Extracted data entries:
┌──
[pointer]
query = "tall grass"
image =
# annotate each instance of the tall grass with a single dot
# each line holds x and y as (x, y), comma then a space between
└──
┌──
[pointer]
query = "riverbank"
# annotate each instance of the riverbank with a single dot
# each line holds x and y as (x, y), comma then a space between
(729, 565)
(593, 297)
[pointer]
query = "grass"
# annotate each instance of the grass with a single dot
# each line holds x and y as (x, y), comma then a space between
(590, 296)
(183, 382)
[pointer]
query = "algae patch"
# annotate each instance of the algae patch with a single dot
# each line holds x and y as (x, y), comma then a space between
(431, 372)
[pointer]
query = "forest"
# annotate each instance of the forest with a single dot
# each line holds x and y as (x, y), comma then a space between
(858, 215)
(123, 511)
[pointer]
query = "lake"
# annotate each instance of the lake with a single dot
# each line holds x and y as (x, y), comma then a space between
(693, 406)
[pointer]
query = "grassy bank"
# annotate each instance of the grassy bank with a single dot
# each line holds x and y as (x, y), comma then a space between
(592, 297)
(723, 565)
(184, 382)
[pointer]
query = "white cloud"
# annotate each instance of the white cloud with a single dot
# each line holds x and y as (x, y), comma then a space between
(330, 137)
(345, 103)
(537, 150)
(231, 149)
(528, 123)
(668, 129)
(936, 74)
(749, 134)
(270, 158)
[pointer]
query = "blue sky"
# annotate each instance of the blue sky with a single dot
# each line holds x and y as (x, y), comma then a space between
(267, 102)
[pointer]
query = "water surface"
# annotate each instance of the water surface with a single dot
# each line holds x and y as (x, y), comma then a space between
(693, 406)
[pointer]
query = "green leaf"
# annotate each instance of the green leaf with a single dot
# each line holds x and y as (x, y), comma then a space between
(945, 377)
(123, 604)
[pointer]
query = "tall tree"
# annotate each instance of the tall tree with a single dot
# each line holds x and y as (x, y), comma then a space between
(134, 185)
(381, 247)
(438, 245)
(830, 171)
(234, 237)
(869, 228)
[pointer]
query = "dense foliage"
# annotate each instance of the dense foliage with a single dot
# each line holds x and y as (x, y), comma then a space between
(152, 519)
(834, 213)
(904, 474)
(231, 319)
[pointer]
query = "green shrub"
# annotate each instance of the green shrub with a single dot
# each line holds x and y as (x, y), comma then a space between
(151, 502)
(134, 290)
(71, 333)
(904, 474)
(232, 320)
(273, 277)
└──
What the exercise asks
Please list every line of the records that contains the word "green". Matching is case-sensitive.

Exercise output
query = "green leaf"
# annotate each instance of the green leaf with a single dot
query = "green shrub"
# annotate each instance of the green shrub with a single dot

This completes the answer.